Raw data -
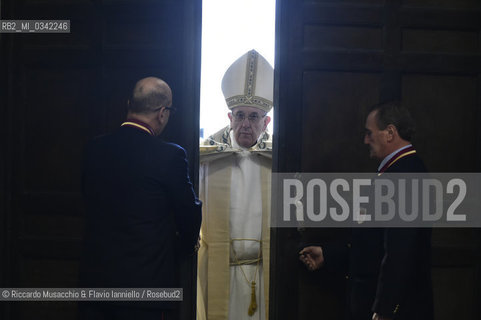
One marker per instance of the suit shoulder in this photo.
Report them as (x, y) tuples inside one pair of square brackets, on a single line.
[(411, 163)]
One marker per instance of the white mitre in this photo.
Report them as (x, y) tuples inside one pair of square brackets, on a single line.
[(249, 81)]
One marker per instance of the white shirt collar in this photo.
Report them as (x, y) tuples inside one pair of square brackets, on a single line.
[(391, 155)]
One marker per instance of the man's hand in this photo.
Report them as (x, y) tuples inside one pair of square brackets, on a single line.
[(312, 257), (375, 316)]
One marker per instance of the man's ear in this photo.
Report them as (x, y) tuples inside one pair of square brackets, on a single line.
[(392, 132), (161, 115)]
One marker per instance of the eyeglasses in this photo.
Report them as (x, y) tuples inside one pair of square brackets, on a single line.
[(253, 117)]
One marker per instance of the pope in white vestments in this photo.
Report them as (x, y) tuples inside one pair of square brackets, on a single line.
[(235, 185)]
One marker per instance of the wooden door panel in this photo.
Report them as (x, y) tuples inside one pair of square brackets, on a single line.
[(333, 60), (63, 89)]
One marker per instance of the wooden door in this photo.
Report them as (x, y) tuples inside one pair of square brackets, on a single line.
[(333, 60), (58, 91)]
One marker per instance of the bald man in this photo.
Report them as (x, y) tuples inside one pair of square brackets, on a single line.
[(141, 209)]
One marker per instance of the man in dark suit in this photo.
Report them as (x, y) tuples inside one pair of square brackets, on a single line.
[(141, 209), (389, 268)]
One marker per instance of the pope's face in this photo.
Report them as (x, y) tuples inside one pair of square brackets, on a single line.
[(375, 138), (248, 123)]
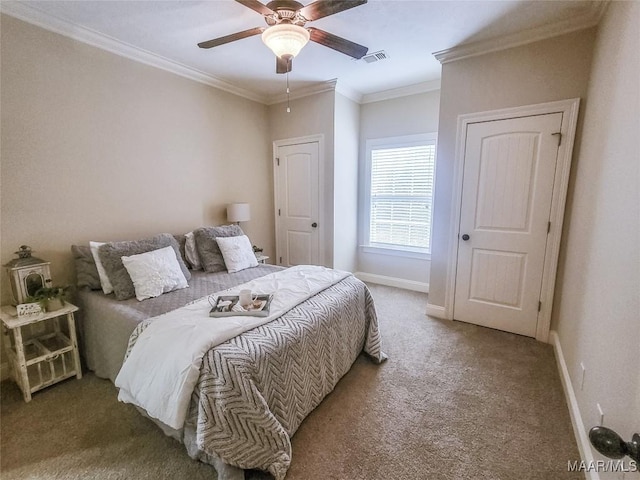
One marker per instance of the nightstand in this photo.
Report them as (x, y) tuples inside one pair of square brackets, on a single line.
[(41, 350)]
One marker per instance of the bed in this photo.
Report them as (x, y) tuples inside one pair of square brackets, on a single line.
[(255, 389)]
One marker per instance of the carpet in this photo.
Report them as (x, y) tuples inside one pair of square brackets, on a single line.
[(453, 402)]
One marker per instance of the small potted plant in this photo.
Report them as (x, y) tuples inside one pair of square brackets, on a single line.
[(51, 298)]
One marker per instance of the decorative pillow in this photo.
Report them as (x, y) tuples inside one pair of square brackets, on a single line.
[(191, 251), (111, 256), (207, 247), (86, 271), (105, 282), (155, 272), (237, 253)]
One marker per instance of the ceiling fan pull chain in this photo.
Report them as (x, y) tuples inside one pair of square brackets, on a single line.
[(288, 106)]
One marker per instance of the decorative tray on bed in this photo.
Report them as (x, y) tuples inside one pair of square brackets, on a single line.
[(229, 306)]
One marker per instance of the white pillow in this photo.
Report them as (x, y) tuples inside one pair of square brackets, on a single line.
[(154, 273), (105, 283), (237, 253), (191, 253)]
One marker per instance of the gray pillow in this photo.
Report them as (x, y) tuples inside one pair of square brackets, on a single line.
[(182, 241), (111, 257), (86, 271), (208, 250)]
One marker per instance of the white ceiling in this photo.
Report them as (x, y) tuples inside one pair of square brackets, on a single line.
[(409, 31)]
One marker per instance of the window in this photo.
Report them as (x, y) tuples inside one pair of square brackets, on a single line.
[(400, 178)]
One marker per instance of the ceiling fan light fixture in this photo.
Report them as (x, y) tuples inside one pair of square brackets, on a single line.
[(285, 39)]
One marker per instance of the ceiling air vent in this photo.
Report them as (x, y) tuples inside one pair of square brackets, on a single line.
[(375, 56)]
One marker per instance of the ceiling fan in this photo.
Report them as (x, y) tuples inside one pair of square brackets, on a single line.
[(286, 33)]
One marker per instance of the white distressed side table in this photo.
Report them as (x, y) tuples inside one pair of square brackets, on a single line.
[(41, 351)]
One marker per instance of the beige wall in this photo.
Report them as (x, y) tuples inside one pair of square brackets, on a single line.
[(410, 115), (553, 69), (345, 184), (98, 147), (312, 115), (597, 304)]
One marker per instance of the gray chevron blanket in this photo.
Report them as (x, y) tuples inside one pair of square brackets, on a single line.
[(255, 390)]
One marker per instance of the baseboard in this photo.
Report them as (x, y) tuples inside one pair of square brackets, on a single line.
[(393, 282), (435, 311), (574, 410)]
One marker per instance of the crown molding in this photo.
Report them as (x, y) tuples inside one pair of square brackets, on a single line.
[(467, 50), (328, 86), (422, 87), (349, 92), (57, 25)]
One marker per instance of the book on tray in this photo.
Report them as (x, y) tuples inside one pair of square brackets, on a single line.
[(229, 306)]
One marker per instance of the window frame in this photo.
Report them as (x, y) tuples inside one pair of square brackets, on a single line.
[(365, 224)]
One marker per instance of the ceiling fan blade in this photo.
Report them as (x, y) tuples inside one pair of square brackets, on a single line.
[(339, 44), (324, 8), (231, 38), (284, 65), (256, 6)]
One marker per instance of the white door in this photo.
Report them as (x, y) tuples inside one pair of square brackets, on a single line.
[(297, 204), (507, 190)]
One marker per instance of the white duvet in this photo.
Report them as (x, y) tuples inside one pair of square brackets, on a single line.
[(162, 369)]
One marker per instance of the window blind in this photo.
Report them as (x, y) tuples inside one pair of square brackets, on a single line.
[(401, 195)]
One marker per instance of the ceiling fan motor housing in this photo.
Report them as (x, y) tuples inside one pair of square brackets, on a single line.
[(286, 12)]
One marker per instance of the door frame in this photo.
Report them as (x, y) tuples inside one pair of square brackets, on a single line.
[(319, 138), (569, 109)]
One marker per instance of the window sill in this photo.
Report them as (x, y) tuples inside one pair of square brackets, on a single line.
[(396, 252)]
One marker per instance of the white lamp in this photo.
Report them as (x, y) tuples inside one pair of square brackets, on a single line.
[(285, 39), (238, 212)]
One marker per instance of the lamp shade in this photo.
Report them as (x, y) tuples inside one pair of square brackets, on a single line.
[(285, 39), (238, 212)]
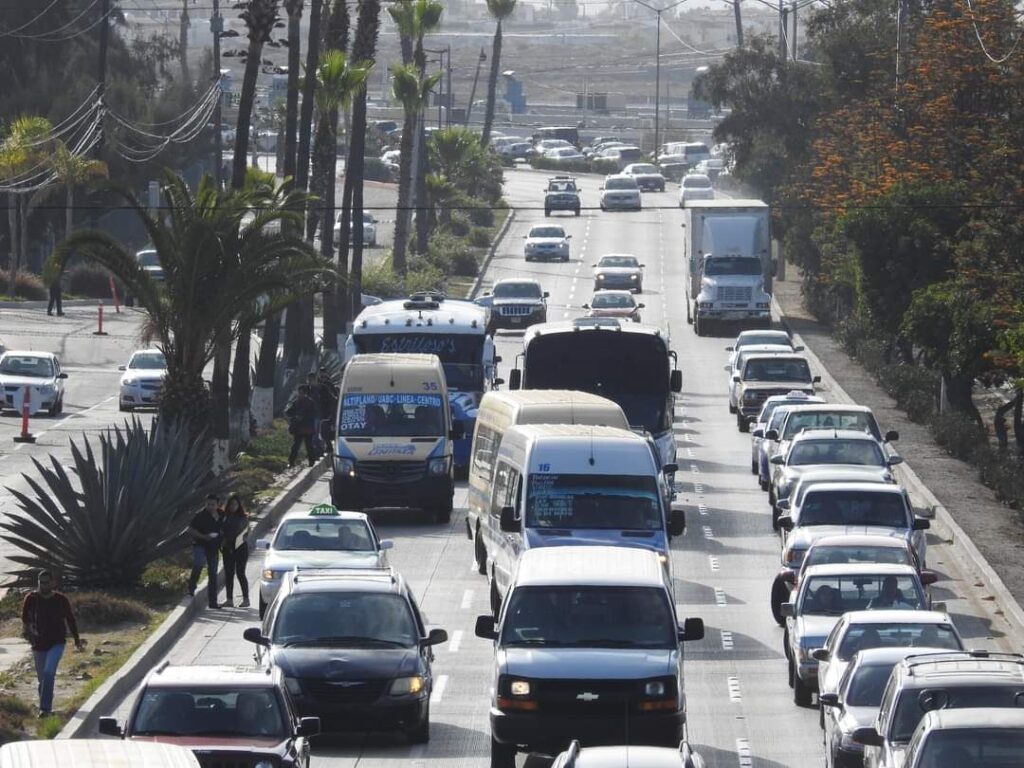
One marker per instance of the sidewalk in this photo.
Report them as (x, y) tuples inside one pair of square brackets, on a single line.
[(994, 528)]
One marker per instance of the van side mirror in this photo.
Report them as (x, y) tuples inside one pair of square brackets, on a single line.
[(510, 523), (110, 727), (485, 628), (692, 629)]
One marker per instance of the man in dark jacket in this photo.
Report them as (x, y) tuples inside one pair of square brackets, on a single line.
[(46, 615), (302, 415)]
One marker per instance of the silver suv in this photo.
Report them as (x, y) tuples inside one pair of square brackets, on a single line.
[(587, 647)]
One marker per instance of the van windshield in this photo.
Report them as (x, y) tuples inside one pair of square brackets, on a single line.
[(391, 415), (578, 616), (610, 502)]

Task details -
Can you rewrite all of the material above, replacing every "photo" with "image" and changing nothing else? Leave the pictures out of your answer.

Output for this exercise -
One marker per instance of the suit shoulder in this image.
Report them as (x, y) tuples inside one pair of square brackets, on a single line.
[(411, 163)]
One marker per instance of the white mitre in this image.
Report them as (x, y) tuples inside one pair of square brackets, on a single line.
[(249, 81)]
One marker per instance of the white shirt collar in this image.
Report them as (x, y) tuples inside one pair of square brackets, on a single line.
[(391, 155)]
One marker per instance of the man's hand in this image.
Report them as (x, y) tuples inside one pair of square brackets, on a single line.
[(312, 257), (375, 316)]
One marker per instance of the man's ear in this image.
Report them as (x, y) tuples inside one pair of square brackets, on a single line.
[(392, 132), (161, 115)]
One marker per instance of the eyeglasses in this image.
Report them as (x, y) tuples inside one pair of square brackets, on a single line.
[(253, 117)]
One marker per instance of the pope in white vestments in this image.
Report them as (x, y) tuples inside one pair of square brackets, on a single line.
[(235, 185)]
One marker per instance of the wooden door panel in this image.
Report them as (x, y) tuples inside one pair of square brackets, on a single line.
[(333, 60), (63, 89)]
One marker per instance of the wooden door in this image.
Report them as (x, y) tuples inside one pair of square brackets, on a single line.
[(333, 60), (58, 91)]
One marker per instance of the bald man in this image.
Report them as (x, y) tuples inside one pair of square brackets, on a single line.
[(141, 209)]
One marker per instance of the man in dark suit in this image.
Report them as (x, y) tuples inside one pair of square brackets, on a single line.
[(141, 209), (389, 268)]
One marker per instance of the pope's face in this image.
Report them as (x, y) tuples inside one pair of square brackets, on a single line.
[(375, 138), (248, 123)]
One marker per instance of the nightstand in this image.
Report them as (x, y) tuples inside one pair of square brackets, on a single line.
[(41, 350)]
One marker per instance of the bed in this image.
Report them as (x, y) tuples inside one pair of square brackets, on a single line.
[(255, 389)]
One marker per instance of the carpet in this image.
Report them as (x, y) tuples inside one pair of square brackets, on a single line.
[(453, 402)]
One marker per instance of the small potted plant in this image.
Report them as (x, y) tuples inside one pair of square brackets, on a single line.
[(51, 298)]
One marker per instance of the decorative pillow in this image.
Report them as (x, y) tuples inside one pair of square brackets, on a single line.
[(191, 251), (111, 256), (207, 247), (86, 271), (105, 282), (155, 272), (237, 253)]
One marker per instance of the ceiling fan pull chain in this image.
Report them as (x, y) tuples inside one pair of square brackets, on a single line.
[(288, 106)]
One marker per instance of the decorative tray on bed in this image.
Report them as (x, y) tuples inside one pair of square brackets, on a single line.
[(229, 306)]
One marker per instance of the white pillow in this image.
Report them as (x, y) tuples inside one pair of square brackets, on a single line.
[(154, 273), (105, 283), (237, 253), (191, 253)]
One marker per instance of the gray pillow in this image.
Report them as (x, y) tuples inside one pair of square brackets, on a single line.
[(182, 241), (111, 257), (86, 271), (208, 250)]
One marker per instance of the white ceiling in this image.
Report them as (x, y) tuples inside one pair of square brackets, on a single line.
[(409, 31)]
One marker per instance of the window in this image.
Report them as (x, y) tuples inside one pair of square brackets, on a single line.
[(400, 178)]
One marker per instance of the ceiling fan light fixture in this image.
Report them as (x, y) tuples inside one pair of square brackets, on a single line.
[(285, 39)]
One marker per instance of the ceiling air vent in this image.
Report them as (x, y) tuples inside one pair of square brackets, on a single line.
[(375, 56)]
One marker per instance of the ceiling fan in this image.
Report them as (x, y) tuples inside one pair of square brackets, on a single line.
[(286, 33)]
One marker per instance of the white distressed side table in this image.
Report them as (x, y) tuples inside one pair of square brackets, on a single line.
[(41, 351)]
One marker per instance of the beige wall in this image.
Report them as (x, y) tuples inside one pair of square brackets, on a single line.
[(410, 115), (553, 69), (345, 184), (98, 147), (312, 115), (597, 304)]
One marker per instance of the gray chevron blanket in this image.
Report them as (x, y) tuples inside one pair of square brackets, on a single line.
[(255, 390)]
One marker per instance of the baseboard in this image.
Report them as (x, y) tuples inside one pair of square brackets, on a single line.
[(393, 282), (435, 311), (574, 410)]
One marker per instance of the crown molding in this image.
Report them as (x, y) tuples inside one pair of square brackets, on a single line.
[(467, 50), (328, 86), (422, 87), (349, 92), (57, 25)]
One marker per instance of the book on tray in this image.
Report them as (x, y) tuples inside one pair of square brackets, on a single line.
[(229, 306)]
One marker per instance of the window frame in this image.
Report them as (x, y) tuples inside one pair of square brackets, on a single line.
[(365, 224)]
One marker per instance of the ceiling fan blade in this image.
Report them as (x, y) tuples inside one pair of square brackets, on a single line.
[(339, 44), (324, 8), (231, 38), (284, 65), (256, 6)]
One marker per instance of the white door in this image.
Report them as (x, y) tuples inside one pair of square brackets, on a single line.
[(297, 204), (507, 190)]
One marker per instance of the white duvet in this image.
Report them as (x, y) tuples inside one pair of square brackets, on a single line.
[(162, 369)]
One marker per instance of the window blind in this image.
Report them as (x, y) tuples inside one pair of square brackets, on a single line.
[(401, 195)]
One marker per instance of the ceiling fan motor housing in this image.
Report them as (x, y) tuples inside one pair of square brackets, on a single line.
[(286, 12)]
One marker per instance of the door frame in this image.
Report them as (x, y) tuples inside one pair of square brackets, on a single line.
[(319, 138), (569, 109)]
One marker per instance of the window sill in this image.
Report them as (x, y) tuples inside one pair of square brackets, on a single line.
[(396, 252)]
One marker per instance of the white lamp in this image.
Report them as (x, y) tuples inside one pair of square brackets, on a single line.
[(285, 39), (238, 212)]
One marker per instance of the lamp shade in this image.
Report them as (x, y) tuples inside one pair of square brackets, on a single line.
[(285, 39), (238, 212)]
One marker per instance of the sidewalk in this image.
Report them as (x, y) tuples inside one pair of square brackets, on a single line.
[(994, 528)]
One marker per instance of the van side mirror in this image.
Report them as (x, y) tuples inside one pair of square brackets, on a single line.
[(510, 523), (110, 727), (485, 628), (692, 629)]
One marker per instance of the man in dark jacket in this image.
Report them as (x, y) tuples inside one pair of square brackets, on a single line.
[(46, 615), (302, 415)]
One marker per instance of the silver suv in this image.
Report them as (x, y) tuples inside one pair of square brackets, on a single line.
[(587, 647)]
One marker per instance of the van windshield in this image.
Report them as (x, y) tuples inside one pair of square brackets, on a single line.
[(391, 415), (578, 616), (610, 502)]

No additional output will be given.